STATED TASK: Extract each line below that contains the string "water". Matching is case-sensitive.

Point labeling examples

....................

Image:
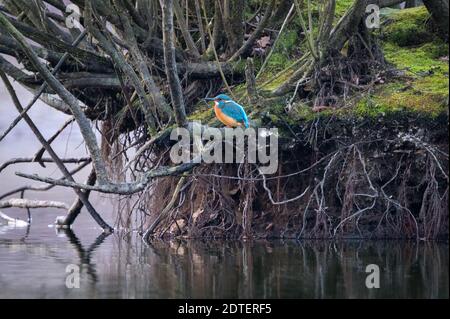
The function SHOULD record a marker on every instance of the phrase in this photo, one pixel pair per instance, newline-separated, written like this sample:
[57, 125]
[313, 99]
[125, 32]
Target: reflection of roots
[390, 187]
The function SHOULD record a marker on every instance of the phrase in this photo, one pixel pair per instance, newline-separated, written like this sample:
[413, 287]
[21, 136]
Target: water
[33, 261]
[33, 264]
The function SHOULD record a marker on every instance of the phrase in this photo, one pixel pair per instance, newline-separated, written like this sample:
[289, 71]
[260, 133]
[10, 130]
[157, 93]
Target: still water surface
[33, 265]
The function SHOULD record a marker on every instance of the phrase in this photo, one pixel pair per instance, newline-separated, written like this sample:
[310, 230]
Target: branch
[50, 150]
[28, 203]
[176, 92]
[80, 117]
[246, 46]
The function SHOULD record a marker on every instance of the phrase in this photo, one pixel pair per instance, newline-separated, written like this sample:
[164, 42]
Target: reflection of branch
[86, 254]
[43, 160]
[29, 203]
[42, 188]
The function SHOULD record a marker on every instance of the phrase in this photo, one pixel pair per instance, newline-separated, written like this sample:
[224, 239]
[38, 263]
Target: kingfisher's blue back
[232, 109]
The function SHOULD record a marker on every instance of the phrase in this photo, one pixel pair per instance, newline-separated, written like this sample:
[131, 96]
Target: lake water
[34, 264]
[34, 261]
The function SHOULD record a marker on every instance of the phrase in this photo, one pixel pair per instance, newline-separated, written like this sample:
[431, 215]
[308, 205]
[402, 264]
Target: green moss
[342, 6]
[408, 27]
[411, 48]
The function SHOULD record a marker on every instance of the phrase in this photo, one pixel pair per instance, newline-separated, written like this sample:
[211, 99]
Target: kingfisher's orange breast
[225, 119]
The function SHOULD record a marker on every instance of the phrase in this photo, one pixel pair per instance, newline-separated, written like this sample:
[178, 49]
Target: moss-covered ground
[413, 51]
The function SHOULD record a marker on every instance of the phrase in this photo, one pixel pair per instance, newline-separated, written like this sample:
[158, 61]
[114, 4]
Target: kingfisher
[229, 112]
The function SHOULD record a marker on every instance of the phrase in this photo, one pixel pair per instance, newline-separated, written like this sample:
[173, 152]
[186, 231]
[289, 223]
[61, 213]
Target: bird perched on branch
[229, 112]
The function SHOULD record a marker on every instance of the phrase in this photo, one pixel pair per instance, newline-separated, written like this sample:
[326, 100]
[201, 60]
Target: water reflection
[122, 266]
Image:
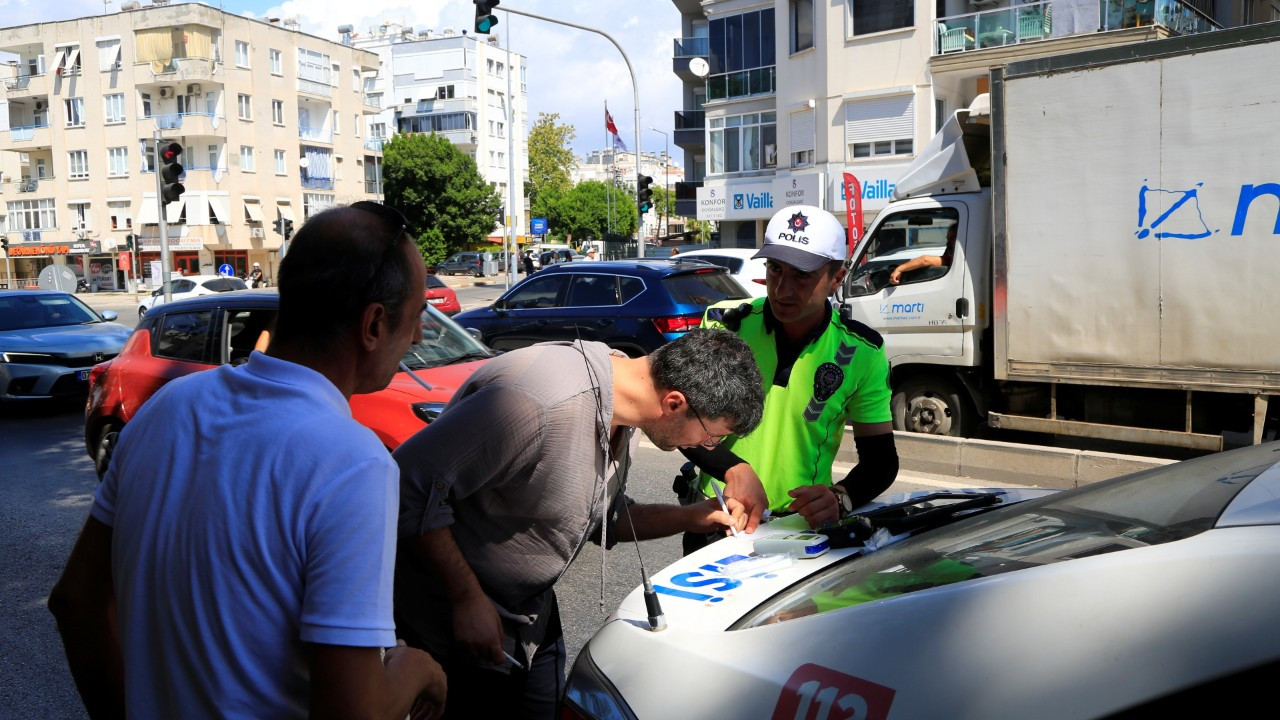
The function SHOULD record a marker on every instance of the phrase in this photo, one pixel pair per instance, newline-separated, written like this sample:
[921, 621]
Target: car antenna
[410, 373]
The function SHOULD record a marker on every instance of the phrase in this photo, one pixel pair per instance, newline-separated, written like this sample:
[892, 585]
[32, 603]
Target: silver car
[49, 341]
[1144, 596]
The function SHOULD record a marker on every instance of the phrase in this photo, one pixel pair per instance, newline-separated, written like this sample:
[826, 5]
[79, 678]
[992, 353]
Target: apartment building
[272, 122]
[461, 87]
[781, 98]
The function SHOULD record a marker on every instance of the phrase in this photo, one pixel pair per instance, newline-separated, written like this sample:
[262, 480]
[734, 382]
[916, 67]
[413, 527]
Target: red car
[190, 336]
[442, 296]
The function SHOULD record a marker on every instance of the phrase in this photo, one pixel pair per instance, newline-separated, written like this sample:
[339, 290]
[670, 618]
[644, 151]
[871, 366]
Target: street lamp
[666, 178]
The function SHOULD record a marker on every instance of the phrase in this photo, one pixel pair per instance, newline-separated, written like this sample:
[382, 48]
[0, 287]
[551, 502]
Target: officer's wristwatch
[846, 504]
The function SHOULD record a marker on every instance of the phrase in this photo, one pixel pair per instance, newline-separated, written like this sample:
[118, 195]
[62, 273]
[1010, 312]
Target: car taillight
[677, 324]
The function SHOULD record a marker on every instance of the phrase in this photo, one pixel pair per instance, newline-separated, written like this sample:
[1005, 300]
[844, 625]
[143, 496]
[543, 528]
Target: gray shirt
[520, 466]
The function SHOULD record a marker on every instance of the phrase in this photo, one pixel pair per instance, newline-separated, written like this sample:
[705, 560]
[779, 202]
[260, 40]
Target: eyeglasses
[712, 441]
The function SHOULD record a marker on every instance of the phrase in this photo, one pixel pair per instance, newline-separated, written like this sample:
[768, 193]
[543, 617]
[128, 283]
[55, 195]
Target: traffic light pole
[164, 227]
[635, 90]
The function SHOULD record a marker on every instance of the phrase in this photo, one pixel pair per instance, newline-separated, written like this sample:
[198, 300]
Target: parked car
[462, 263]
[190, 286]
[635, 306]
[748, 272]
[442, 296]
[179, 338]
[1136, 597]
[49, 341]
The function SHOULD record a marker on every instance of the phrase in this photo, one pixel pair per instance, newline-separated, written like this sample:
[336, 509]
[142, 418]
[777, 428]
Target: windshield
[53, 310]
[703, 287]
[1146, 509]
[443, 343]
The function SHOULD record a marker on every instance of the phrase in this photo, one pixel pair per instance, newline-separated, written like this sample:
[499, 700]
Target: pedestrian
[489, 520]
[827, 370]
[237, 560]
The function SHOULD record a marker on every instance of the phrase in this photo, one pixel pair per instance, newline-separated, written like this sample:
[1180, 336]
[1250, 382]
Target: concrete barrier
[1006, 461]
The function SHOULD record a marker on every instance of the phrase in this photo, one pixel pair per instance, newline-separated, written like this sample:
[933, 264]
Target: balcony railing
[1032, 22]
[319, 135]
[691, 48]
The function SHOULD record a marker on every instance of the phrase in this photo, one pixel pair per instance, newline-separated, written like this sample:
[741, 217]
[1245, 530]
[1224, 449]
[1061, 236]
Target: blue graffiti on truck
[1184, 219]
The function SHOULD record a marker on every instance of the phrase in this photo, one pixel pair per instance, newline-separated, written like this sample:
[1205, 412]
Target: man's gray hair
[716, 372]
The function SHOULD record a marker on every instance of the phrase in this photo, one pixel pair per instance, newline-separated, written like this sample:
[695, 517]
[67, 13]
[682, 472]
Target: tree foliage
[551, 159]
[443, 196]
[584, 212]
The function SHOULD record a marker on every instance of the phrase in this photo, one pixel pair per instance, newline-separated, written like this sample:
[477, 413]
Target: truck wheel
[932, 405]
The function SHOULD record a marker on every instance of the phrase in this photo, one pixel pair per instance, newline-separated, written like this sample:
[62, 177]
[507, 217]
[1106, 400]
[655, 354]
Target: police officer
[821, 370]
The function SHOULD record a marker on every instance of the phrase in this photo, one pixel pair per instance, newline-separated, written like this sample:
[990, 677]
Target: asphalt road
[46, 484]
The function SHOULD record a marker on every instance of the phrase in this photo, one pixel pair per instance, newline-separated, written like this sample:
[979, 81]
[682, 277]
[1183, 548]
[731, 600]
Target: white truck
[1115, 264]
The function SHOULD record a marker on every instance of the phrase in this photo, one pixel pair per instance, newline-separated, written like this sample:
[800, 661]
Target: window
[878, 16]
[32, 215]
[186, 336]
[80, 215]
[122, 218]
[77, 164]
[74, 108]
[880, 127]
[741, 55]
[117, 162]
[801, 24]
[114, 105]
[801, 139]
[743, 142]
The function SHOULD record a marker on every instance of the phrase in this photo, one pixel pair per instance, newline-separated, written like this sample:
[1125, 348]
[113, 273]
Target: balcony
[685, 50]
[1033, 22]
[686, 197]
[19, 86]
[28, 137]
[690, 128]
[315, 135]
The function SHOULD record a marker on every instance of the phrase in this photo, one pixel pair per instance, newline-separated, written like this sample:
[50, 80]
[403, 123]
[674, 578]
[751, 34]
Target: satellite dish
[56, 277]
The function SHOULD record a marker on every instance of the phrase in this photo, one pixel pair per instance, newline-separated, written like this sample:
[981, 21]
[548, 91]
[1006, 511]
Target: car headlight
[590, 696]
[36, 358]
[428, 411]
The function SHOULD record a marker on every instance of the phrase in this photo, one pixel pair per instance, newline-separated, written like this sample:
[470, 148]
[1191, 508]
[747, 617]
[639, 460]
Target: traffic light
[485, 18]
[644, 194]
[170, 190]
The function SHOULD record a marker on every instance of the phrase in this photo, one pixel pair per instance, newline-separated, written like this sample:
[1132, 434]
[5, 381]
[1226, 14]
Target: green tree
[442, 194]
[584, 212]
[551, 159]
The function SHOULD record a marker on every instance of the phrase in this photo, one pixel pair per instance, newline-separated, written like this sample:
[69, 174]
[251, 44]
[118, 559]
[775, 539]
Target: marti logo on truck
[1183, 218]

....................

RESULT:
Target: water
Target: still water surface
Target: lake water
Target: water reflection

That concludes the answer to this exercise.